[Position identification listing]
# # # # # # #

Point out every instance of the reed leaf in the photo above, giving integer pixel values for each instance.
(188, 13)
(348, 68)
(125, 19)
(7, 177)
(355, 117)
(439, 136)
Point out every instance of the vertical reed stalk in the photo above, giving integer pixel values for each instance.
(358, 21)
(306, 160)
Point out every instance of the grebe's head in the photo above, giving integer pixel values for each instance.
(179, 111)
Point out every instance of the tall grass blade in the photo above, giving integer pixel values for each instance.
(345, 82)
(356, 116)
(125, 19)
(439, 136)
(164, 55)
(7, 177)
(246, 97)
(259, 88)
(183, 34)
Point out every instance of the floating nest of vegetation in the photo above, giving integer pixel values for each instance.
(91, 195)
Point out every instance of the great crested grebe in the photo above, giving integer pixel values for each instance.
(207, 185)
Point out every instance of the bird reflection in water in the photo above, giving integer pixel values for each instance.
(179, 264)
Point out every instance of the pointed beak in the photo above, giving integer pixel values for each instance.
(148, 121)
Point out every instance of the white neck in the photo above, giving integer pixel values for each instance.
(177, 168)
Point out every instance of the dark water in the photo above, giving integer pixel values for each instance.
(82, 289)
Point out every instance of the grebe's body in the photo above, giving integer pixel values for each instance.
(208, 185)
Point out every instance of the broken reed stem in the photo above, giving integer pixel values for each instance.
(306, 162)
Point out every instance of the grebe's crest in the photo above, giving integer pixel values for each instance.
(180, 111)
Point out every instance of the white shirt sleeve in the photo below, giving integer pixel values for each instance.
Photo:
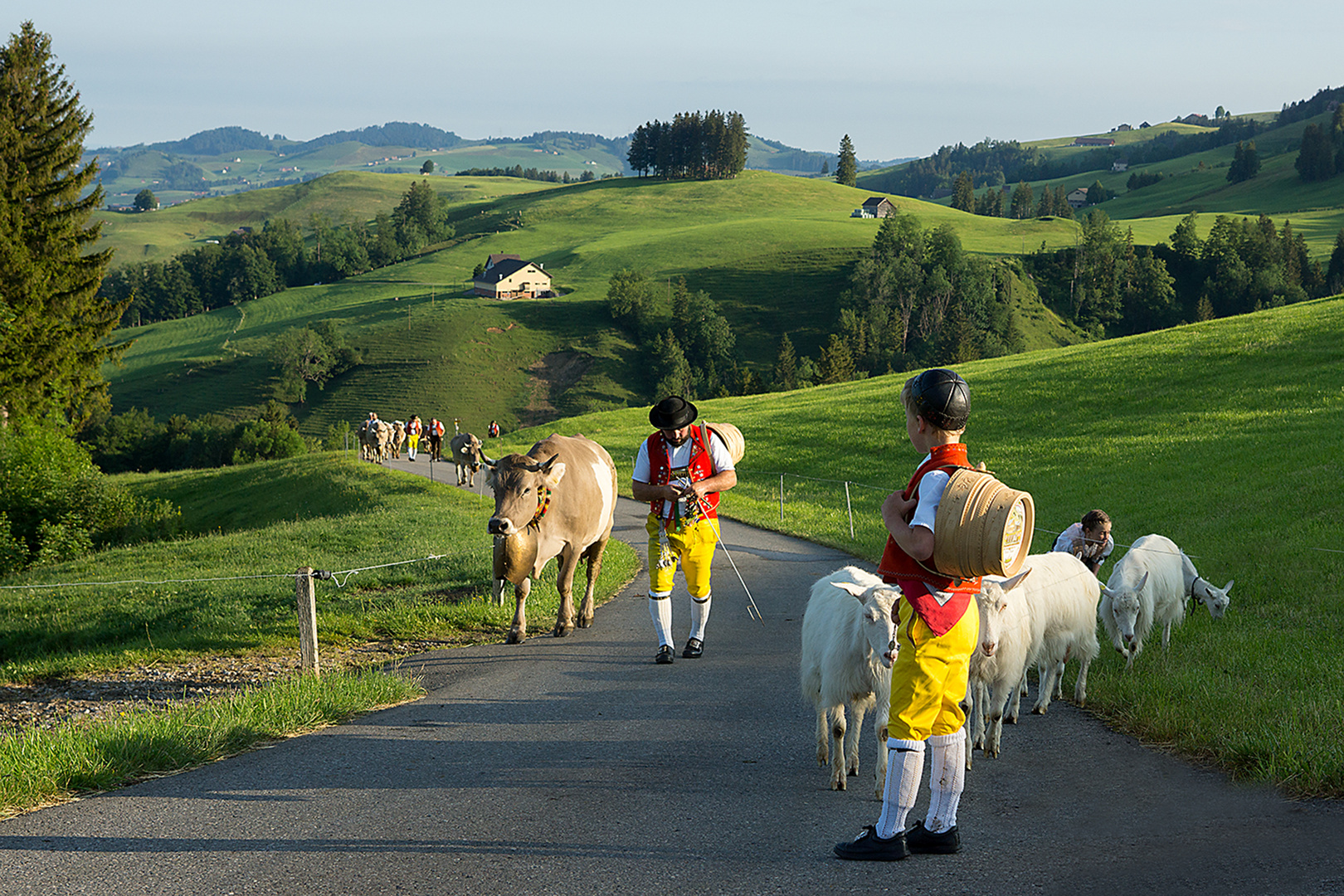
(719, 453)
(643, 469)
(930, 494)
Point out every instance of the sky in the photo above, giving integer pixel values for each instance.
(901, 78)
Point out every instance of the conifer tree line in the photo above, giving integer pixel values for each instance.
(1113, 288)
(249, 265)
(1322, 152)
(694, 145)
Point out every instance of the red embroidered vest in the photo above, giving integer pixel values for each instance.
(910, 574)
(699, 468)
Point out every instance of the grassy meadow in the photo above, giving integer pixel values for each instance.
(774, 251)
(1220, 436)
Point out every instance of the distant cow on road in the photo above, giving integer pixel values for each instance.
(465, 450)
(558, 499)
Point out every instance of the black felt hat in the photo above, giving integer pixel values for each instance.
(672, 412)
(942, 398)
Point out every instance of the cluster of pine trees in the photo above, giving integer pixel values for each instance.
(694, 145)
(1110, 286)
(1322, 153)
(249, 265)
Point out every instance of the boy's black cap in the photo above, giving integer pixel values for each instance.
(672, 412)
(942, 398)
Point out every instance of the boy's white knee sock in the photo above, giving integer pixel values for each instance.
(947, 779)
(905, 767)
(660, 610)
(699, 616)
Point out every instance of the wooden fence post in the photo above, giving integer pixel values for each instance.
(305, 596)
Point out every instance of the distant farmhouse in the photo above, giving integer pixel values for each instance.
(511, 277)
(875, 207)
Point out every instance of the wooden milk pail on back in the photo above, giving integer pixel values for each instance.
(983, 527)
(732, 437)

# # # # # # #

EXERCISE BRIEF >>
Reproduce, unchanged, everything in the listing above from the line containing "Point out every instance of the boy's white" down to the end of the listing, with both ends included.

WRITTEN ANSWER >>
Point out every instance of the boy's white knee sock in the photo above, giving integer pixel values for each instance.
(947, 779)
(905, 767)
(660, 610)
(699, 616)
Point out every instance of the wooden fence post in the photo above, giving integer pixel values for each instance.
(305, 596)
Point out every instance of the distant farmhouse in the photo above, giving integer pixel values for each instance.
(511, 277)
(875, 207)
Point out every instance of the wooden milk pail on back in the photo above, giving integer pixel values for each instance.
(983, 527)
(732, 437)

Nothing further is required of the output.